[Start of section]
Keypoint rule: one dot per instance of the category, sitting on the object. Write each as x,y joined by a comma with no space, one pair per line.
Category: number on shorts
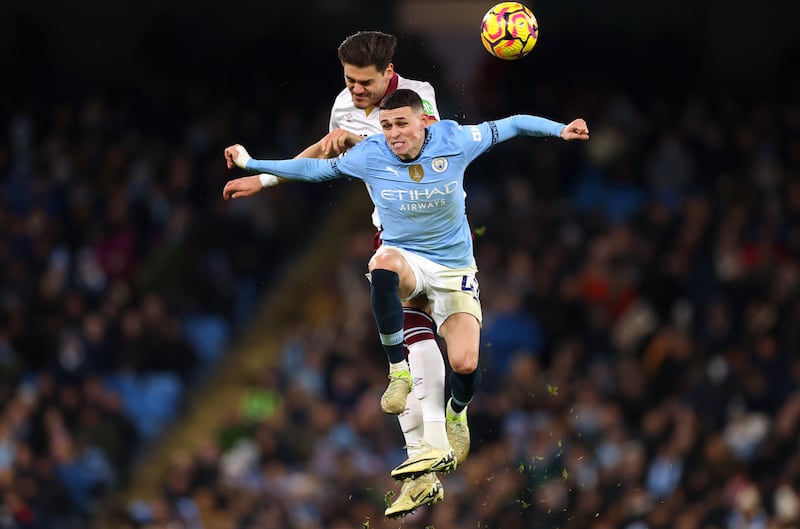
470,284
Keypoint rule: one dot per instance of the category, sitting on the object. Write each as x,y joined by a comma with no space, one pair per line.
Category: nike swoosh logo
415,498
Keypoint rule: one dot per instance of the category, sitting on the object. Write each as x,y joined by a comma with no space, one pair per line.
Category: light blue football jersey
421,202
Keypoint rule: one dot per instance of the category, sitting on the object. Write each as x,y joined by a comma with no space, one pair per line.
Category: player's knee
418,326
465,363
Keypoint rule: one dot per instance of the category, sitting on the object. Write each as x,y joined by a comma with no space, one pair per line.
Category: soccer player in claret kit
415,174
369,76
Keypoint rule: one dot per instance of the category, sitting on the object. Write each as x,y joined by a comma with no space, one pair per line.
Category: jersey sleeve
477,139
301,169
428,96
332,121
352,163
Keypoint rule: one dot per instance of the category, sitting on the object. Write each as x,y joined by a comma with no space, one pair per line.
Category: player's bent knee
465,364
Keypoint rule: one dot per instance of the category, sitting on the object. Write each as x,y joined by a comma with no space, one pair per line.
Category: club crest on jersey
415,172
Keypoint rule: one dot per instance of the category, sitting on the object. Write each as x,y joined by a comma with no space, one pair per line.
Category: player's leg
391,278
425,489
461,332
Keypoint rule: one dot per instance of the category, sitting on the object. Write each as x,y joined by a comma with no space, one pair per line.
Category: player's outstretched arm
331,145
305,170
245,186
575,130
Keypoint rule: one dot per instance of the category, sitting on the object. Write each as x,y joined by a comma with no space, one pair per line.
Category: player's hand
245,186
236,155
337,141
575,130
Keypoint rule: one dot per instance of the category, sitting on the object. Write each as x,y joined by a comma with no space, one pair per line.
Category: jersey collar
391,88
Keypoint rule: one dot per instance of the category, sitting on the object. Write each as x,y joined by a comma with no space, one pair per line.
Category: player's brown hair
368,48
402,97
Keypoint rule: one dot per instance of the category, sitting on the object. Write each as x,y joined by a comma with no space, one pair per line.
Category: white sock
427,366
411,424
399,366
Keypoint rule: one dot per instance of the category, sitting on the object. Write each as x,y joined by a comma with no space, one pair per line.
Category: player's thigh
388,258
462,333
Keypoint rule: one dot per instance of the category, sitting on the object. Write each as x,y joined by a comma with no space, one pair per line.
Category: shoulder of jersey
343,99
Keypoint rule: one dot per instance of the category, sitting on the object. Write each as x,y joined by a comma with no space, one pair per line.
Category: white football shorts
449,290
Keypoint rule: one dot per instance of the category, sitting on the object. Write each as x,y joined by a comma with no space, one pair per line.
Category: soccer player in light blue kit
415,177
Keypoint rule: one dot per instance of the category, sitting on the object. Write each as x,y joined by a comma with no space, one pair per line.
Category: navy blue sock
388,312
463,387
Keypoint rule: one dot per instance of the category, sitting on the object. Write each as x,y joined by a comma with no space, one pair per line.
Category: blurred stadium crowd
642,320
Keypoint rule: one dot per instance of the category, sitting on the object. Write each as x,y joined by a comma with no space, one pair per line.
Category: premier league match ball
509,30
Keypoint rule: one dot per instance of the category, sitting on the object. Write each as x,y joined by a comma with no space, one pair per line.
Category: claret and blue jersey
421,202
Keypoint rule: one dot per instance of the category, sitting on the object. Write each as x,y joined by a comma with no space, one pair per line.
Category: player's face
367,85
404,130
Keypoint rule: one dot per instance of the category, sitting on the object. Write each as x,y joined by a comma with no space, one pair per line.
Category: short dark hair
368,48
402,97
[End of section]
— Exercise —
Could you transcribe all of the data exactly and omit the pictures?

— The answer —
Keypoint rule: one dot per instance of the category, sitting on the object. Write each as x,y joined by a comma with no space, one pair per line.
Category: number on shorts
470,284
Keypoint rule: one dot per instance of the category, sitting on the object. Write each as x,y joined by a comma with no space, one pair per line.
Category: nike swoosh logo
415,498
Keypoint rule: one dot per instance of the category, sitting on the object. Write each as x,y joined by a comma with no space, one pair per line.
Category: light blue football jersey
421,202
Keypoint rule: one dot per instance of the category, sitting on the object. Write each as x,y joined by a comma with no space, one pair per line.
Category: player's knee
418,326
465,363
Keypoint rule: one dot per instance of the category, sitting on the object. Write each as x,y joined by a comma with no space, one pair per line.
Category: soccer player in claret kit
415,174
369,76
Keypoint rule: one dot per instance of the category, sitting on the object. Write each as x,y joined by a comma with no space, one pair per line.
Category: jersey sleeve
477,139
301,169
428,96
332,121
352,163
Keypoint rule: one dot per instance of the category, sitting on the object. Write each as x,y joined by a comma with no space, one pair per line.
Category: player's bent knee
465,364
Keypoint rule: one dot per instance of the category, sitting on the object. Write each as x,y joined by a comma with no space, one pair per line.
Category: club crest on jersey
415,172
Keypoint rule: one dot per instance of the category, sitting on the object. Write each as x,y joined by a comma with no space, one pair per line.
Category: player's leg
391,278
425,489
461,332
Keypoint rule: one dot per instance of the category, sitting on the object. Write each as x,y joined by a comma with no space, one pair per line.
Category: player's outstretched arm
331,145
305,170
245,186
575,130
Keypoint rule: one dot per instance of the category, sitting on the object. Write each as x,y joined by a comma with no space, one pair per line.
Category: player's hand
245,186
236,155
337,141
575,130
Keypoint rule: one dot per instance of the category, sitting on the object. Write each as x,y joined by a comma with no space, one pair per line.
Category: jersey collar
391,88
Keypoint rule: one dot per instance of the category, sitting on the object. Write each as x,y joined by a comma with no space, one pair per line.
Category: player's brown hair
368,48
402,97
Keypoint rule: one dot per instance of the category, sitting on the object. Write each as x,y joined by a comma with no space, one pair per line.
Category: white sock
427,366
411,424
399,366
Keypoint rule: one dot per instance of the category, sitting on the object. Write each as x,y joined by a comma with no space, one pair per line.
Category: player's thigh
388,258
462,333
Keypoint rule: one dot per instance of the category, sitting on the object. Write each as x,y joined by a comma with no space, one pair per line.
Category: shoulder of jersey
343,99
Keypoint rule: one dot per instance of the category, sitting on the object. Write each as x,y joined by a comma with no space, one pair per line.
Category: white football shorts
449,290
Keypoint rule: one dot per instance of the category, sitting on the object. Write each as x,y joined by a comma with no space, one pair per line.
Category: soccer player in light blue kit
415,177
Keypoint rule: one dot per instance of the category, sitting on the object. Write each as x,y joined by a comma with no space, one pair per line.
Category: navy blue sock
388,312
463,387
Keypoint rule: one dot per instance of the category, sitting on the object. Write each as x,y joined by a comma with no space, one pair per line.
Category: blurred stadium crowd
642,320
Keypoint rule: one dot per instance of the category, sitting on the object. Write each as x,y joined by a comma with no space, one pair per line.
Category: premier league match ball
509,30
Keypoint rule: one dot per instance of the category, sitting on the object. Write each as x,y joined by a comma with no space, one pair per line.
Category: claret and blue jersey
421,202
Keypoint rule: one dot per instance of the category, sitting on the object. Write each as x,y joined by a comma with no space, one pair per line.
Category: player's face
367,85
404,130
Keypoint rule: one dot per instance of the category, sitting on the object. Write each as x,y joined by a comma with no space, one pair per line.
Category: short dark hair
368,48
402,97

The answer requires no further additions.